### DOCUMENT PASSAGE
John Charles Galliano  (born 28 November 1960) is a British fashion designer from Gibraltar. He was the creative director of his eponymous label John Galliano and French fashion houses Givenchy and Dior. Since 2014, Galliano has been the creative director of Paris-based fashion house Maison Margiela. Galliano has been named British Designer of the Year four times. In a 2004 poll for the BBC, he was named the fifth most influential person in British culture.

Early life and education 
Galliano was born in Gibraltar to a Gibraltarian father of Italian descent, Juan Galliano, and a Spanish mother, Anita Galliano, and has two sisters. His father worked as a plumber. His family moved to England when Galliano was six, settling in Streatham and later Dulwich and Brockley in South London. He was raised in a strict Catholic family.

Galliano attended St. Anthony's Primary School, Dulwich and Wilson's Grammar School in London. He went on to study at Central Saint Martins and graduated in 1984 with a first class honours degree in Fashion Design. His graduating collection was inspired by the French Revolution and entitled Les Incroyables. The collection received positive reviews and was bought in its entirety for resale in the London fashion boutique Browns.

Career

Early career and the John Galliano label

London
Galliano then started his own eponymous label alongside long-term collaborators Amanda Harlech, at that time stylist with Harpers and Queen, and Stephen Jones, a milliner. On the back of this success, Galliano rented studio space in London. Initially, financial backing came from Johan Brun, and when this agreement came to an end, Danish entrepreneur Ole Peder Bertelsen, owner of firm Aguecheek, who were also backing Katharine Hamnett at the time, took over. This agreement ended in 1988 and he went bankrupt after his own London-based label failed.
######
### SUPPLIED INFORMATION
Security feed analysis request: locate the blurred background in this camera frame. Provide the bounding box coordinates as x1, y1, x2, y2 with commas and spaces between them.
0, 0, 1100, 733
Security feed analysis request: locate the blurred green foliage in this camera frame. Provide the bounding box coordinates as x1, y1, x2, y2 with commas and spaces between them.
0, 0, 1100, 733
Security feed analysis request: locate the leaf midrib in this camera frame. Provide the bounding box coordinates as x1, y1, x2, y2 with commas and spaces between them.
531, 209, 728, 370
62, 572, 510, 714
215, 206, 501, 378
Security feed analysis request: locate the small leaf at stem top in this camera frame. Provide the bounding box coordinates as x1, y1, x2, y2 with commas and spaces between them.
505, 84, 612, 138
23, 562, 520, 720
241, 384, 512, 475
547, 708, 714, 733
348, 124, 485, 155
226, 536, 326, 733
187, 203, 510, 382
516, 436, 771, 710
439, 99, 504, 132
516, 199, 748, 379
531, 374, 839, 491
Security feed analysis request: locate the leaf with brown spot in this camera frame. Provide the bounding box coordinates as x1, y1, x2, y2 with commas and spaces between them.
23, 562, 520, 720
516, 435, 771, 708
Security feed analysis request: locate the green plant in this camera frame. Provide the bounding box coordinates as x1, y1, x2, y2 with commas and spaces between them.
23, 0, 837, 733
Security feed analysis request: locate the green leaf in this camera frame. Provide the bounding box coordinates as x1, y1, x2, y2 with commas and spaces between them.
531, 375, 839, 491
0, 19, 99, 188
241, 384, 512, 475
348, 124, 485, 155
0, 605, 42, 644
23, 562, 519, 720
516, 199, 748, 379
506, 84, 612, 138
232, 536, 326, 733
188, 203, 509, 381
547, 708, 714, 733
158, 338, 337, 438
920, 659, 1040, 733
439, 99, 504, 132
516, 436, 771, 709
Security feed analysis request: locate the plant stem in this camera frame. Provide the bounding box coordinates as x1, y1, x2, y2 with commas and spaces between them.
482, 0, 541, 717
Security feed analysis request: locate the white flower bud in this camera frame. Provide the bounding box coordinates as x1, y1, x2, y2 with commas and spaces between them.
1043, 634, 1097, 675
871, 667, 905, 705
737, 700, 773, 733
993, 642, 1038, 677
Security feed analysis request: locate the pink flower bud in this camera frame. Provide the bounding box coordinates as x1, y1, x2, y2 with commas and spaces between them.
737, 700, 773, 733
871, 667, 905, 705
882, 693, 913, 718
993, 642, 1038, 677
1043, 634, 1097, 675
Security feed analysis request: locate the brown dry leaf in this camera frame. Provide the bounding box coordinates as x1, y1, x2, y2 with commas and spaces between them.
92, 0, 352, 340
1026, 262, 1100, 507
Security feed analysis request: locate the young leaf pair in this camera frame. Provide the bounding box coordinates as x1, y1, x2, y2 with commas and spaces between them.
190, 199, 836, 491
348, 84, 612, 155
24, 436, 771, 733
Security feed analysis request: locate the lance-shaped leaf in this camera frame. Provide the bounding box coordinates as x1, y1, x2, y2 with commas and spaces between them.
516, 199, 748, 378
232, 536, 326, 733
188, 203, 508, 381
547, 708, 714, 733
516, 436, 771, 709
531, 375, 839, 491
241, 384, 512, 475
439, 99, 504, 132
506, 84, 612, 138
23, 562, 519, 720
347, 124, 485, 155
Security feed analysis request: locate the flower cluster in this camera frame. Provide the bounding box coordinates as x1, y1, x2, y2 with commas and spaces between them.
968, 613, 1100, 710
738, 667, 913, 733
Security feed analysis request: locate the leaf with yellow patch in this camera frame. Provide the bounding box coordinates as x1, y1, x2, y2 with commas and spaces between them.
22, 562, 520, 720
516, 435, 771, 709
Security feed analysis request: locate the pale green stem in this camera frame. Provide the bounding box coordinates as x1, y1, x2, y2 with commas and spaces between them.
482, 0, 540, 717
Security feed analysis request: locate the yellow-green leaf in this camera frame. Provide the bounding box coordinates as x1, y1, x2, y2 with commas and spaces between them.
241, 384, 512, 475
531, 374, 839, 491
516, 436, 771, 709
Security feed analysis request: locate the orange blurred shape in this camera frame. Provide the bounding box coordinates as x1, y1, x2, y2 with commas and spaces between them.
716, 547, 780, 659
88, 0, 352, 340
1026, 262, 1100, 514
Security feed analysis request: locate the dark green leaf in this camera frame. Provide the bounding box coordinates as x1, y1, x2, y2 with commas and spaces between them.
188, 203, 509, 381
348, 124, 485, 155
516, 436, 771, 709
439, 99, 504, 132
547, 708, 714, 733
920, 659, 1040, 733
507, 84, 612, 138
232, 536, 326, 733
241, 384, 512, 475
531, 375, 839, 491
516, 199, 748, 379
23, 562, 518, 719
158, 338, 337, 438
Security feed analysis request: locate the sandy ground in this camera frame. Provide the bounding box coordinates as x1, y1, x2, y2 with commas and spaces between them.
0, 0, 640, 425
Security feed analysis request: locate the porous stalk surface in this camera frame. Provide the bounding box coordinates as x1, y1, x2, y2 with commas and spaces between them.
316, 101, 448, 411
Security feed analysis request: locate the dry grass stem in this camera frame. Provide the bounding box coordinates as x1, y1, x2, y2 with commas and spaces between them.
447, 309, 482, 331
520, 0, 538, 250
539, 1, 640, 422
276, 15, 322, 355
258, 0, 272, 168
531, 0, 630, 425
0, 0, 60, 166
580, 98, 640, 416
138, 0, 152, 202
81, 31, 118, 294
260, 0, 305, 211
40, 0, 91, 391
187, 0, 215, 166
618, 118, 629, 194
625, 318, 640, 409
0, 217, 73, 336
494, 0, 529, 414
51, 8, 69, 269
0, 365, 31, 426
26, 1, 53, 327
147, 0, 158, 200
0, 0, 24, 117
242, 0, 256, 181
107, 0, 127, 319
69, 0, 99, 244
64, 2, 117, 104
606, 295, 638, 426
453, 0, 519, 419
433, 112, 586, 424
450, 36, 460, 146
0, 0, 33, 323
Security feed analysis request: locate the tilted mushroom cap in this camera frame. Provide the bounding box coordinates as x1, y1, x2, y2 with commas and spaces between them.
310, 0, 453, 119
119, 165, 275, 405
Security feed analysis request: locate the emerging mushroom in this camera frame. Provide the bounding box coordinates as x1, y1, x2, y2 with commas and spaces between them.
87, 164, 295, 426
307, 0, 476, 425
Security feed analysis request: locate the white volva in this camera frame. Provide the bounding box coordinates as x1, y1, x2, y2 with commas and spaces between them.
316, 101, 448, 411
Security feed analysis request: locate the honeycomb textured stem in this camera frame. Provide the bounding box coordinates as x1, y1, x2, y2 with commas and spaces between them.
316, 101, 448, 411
######
#### REQUIREMENTS
[1] Answer these questions from the John Galliano passage:
(a) In what year did Galliano graduate from Central Saint Martins?
(b) What work did Galliano's father do?
(c) Since what year has Galliano been creative director of Maison Margiela?
[2] Reproduce the portion of the John Galliano passage starting with "Early life and" and going on through "strict Catholic family.".

#### TASK SOLUTIONS
[1]
(a) 1984
(b) He worked as a plumber.
(c) Since 2014

[2]
Early life and education 
Galliano was born in Gibraltar to a Gibraltarian father of Italian descent, Juan Galliano, and a Spanish mother, Anita Galliano, and has two sisters. His father worked as a plumber. His family moved to England when Galliano was six, settling in Streatham and later Dulwich and Brockley in South London. He was raised in a strict Catholic family.